Copy exactly the last part of the entries, starting from the line with "Provide the location of each instance of the arched doorway" and including the final line.

#### Input
• • • • • • •
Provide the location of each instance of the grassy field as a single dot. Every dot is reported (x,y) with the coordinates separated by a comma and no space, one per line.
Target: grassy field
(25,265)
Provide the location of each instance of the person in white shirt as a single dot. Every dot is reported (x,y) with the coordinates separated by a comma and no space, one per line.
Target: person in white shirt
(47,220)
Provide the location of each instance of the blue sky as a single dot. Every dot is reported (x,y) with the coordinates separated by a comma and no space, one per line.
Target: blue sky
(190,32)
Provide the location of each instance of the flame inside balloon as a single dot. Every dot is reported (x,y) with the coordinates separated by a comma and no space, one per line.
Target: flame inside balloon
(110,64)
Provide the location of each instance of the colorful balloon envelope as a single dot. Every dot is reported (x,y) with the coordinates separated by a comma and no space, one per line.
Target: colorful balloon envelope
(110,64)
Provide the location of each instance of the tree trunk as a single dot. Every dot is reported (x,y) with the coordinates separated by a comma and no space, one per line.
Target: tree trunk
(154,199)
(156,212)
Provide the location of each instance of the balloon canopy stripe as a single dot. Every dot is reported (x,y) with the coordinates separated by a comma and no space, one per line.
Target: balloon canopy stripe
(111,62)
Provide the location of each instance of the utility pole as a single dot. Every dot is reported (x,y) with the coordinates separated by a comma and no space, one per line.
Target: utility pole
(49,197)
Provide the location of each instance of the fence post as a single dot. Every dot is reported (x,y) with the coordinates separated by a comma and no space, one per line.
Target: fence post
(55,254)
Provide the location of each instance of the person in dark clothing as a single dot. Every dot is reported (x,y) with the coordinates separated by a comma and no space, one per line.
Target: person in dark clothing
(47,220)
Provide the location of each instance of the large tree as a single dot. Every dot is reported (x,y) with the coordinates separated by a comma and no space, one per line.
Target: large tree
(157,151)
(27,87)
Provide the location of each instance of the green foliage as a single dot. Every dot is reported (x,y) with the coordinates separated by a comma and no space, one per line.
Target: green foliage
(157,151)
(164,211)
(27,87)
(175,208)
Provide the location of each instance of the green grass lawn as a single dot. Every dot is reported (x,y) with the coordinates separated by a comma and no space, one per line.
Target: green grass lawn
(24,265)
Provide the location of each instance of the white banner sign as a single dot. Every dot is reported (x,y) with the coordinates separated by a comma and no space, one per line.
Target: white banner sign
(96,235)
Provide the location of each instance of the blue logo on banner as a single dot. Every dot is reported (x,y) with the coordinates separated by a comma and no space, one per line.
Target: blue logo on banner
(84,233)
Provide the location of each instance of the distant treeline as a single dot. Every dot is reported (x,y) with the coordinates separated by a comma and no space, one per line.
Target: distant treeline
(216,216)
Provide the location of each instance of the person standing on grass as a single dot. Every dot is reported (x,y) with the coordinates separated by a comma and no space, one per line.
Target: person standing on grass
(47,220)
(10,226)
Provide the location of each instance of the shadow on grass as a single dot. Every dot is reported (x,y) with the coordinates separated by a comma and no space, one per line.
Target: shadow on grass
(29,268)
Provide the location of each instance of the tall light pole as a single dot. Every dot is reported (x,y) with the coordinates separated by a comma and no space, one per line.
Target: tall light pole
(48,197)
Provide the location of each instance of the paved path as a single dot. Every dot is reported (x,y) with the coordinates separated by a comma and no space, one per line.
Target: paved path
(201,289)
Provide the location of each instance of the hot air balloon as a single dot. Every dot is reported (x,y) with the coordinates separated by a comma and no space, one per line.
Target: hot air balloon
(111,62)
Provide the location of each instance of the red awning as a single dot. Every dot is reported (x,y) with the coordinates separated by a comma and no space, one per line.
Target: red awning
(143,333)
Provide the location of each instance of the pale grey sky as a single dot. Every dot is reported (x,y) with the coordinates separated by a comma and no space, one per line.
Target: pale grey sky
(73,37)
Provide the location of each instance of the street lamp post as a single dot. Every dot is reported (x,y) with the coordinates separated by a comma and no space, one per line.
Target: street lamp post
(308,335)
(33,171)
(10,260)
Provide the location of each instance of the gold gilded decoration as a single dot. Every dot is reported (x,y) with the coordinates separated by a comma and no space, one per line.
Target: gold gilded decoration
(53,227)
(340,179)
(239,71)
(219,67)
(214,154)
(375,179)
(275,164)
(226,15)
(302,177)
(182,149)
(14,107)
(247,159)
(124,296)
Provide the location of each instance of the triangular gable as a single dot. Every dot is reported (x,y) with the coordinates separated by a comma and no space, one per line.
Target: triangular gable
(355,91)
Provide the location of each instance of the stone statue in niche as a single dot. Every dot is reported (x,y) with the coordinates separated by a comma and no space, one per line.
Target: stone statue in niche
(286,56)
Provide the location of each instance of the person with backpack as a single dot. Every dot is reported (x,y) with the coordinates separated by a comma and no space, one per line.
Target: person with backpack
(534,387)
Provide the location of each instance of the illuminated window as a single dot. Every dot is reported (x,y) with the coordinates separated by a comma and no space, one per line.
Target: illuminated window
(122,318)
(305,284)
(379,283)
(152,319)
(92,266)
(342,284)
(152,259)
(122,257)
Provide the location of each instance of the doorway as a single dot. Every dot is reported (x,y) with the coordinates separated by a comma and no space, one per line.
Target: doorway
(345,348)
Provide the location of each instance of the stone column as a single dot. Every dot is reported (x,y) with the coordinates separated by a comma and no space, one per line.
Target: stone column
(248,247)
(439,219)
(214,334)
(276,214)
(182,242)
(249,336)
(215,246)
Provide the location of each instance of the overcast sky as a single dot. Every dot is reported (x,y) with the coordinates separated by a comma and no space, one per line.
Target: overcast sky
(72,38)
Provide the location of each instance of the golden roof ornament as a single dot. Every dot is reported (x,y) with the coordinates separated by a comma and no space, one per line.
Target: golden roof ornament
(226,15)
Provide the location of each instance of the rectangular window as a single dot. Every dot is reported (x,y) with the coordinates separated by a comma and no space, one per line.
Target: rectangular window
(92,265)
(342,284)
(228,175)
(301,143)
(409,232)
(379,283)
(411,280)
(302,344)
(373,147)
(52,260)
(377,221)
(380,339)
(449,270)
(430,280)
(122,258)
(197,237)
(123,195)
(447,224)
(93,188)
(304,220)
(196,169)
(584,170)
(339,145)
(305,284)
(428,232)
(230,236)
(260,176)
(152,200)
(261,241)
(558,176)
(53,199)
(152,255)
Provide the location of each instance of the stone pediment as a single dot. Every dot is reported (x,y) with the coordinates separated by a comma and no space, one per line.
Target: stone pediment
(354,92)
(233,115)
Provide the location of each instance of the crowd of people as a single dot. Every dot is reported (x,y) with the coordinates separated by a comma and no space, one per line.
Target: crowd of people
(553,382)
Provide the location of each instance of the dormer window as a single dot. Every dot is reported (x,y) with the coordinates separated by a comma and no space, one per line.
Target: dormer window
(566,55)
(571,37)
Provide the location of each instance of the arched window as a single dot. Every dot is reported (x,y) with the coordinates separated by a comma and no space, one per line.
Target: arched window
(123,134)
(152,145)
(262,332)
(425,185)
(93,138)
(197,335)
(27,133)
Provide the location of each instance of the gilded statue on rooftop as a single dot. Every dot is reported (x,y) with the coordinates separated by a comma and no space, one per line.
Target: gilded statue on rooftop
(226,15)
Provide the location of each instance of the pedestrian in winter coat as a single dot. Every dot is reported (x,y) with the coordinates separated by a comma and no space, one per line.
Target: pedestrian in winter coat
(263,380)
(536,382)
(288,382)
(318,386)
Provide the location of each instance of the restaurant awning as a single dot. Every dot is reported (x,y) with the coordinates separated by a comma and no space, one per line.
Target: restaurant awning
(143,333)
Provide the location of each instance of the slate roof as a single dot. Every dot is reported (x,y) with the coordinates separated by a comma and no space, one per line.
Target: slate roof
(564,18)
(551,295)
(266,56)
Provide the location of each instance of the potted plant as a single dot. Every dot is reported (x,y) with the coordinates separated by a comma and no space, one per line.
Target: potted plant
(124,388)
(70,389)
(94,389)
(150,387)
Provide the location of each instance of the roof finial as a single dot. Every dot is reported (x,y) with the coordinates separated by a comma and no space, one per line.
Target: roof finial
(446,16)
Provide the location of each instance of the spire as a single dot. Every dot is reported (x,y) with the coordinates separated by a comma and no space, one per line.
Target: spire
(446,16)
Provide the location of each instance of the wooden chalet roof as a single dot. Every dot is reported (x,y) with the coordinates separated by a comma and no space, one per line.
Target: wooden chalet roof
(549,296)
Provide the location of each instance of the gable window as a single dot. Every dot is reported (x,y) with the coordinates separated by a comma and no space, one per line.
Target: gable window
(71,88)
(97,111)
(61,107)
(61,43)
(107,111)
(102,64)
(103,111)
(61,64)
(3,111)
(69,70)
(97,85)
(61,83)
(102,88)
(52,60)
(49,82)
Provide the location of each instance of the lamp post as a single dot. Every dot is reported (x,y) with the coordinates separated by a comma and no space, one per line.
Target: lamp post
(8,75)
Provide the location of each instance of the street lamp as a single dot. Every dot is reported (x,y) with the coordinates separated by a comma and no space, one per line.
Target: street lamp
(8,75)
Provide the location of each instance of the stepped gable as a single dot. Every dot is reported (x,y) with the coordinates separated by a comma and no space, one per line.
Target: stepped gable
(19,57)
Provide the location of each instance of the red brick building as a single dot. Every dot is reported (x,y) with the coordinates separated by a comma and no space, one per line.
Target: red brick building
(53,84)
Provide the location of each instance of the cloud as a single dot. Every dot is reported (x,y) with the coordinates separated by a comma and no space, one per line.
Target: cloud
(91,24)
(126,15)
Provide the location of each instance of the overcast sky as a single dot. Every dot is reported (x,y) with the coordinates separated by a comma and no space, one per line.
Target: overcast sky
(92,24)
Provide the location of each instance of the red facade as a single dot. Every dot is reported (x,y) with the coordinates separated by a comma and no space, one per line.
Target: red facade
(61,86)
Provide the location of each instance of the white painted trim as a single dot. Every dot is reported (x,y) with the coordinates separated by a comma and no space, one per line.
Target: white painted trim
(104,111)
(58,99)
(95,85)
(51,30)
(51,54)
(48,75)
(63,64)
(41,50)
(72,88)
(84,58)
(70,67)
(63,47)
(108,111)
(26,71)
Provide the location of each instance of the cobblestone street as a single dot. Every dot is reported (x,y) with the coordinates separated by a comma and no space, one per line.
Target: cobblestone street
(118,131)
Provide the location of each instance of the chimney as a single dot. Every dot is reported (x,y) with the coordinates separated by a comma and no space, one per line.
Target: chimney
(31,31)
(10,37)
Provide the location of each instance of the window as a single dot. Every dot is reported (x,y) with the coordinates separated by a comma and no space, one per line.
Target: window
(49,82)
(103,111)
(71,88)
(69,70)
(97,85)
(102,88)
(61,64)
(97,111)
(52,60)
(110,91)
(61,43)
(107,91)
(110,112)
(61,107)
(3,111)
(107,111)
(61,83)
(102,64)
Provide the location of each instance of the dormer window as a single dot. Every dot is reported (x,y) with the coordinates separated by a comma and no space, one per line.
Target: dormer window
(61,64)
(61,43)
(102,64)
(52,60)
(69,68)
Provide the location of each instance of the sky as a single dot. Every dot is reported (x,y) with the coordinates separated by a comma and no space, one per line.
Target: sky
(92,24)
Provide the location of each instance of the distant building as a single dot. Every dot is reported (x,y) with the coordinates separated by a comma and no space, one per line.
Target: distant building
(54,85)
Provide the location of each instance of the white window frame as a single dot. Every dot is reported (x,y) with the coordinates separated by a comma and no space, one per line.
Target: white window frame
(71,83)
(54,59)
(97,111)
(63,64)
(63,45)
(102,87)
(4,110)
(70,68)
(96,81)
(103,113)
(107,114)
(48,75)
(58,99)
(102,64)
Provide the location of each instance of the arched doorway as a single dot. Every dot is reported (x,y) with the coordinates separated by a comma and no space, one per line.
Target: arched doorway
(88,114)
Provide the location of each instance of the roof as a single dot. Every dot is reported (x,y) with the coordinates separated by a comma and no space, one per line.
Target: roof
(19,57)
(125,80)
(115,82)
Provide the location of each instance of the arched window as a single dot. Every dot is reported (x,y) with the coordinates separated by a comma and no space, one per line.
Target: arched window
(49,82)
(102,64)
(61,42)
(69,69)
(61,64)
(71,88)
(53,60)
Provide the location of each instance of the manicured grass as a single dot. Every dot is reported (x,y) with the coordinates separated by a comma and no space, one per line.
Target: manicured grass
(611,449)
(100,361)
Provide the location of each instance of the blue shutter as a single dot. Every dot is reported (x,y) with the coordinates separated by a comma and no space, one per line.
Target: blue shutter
• • • • • • •
#### Expected answer
Provide the location of each instance of the arched doorway as a single dot. Every dot is reported (x,y) with the coordinates separated by a comma and no space, one per line.
Target: arched doorway
(88,114)
Provide the location of each instance of the roof as a single dot. Every dot is reported (x,y) with the coordinates separated by a comma and no space, one per line.
Target: roof
(19,57)
(125,80)
(115,82)
Provide the location of each instance of the arched window as a single dot. Every dot is reported (x,y) with the coordinates separated by a comma and no space, one per line.
Target: arched window
(49,82)
(102,64)
(61,42)
(69,69)
(61,64)
(71,88)
(53,60)
Provide the location of each instance of the manicured grass as a single dot. Every dot is reported (x,y) with the coordinates separated by a comma and no space, one per line.
Target: manicured grass
(611,449)
(100,361)
Provide the location of each instance of the blue shutter as a single dot. Every dot is reported (x,y) with the coordinates separated by a comma and no space, one per line.
Target: blue shutter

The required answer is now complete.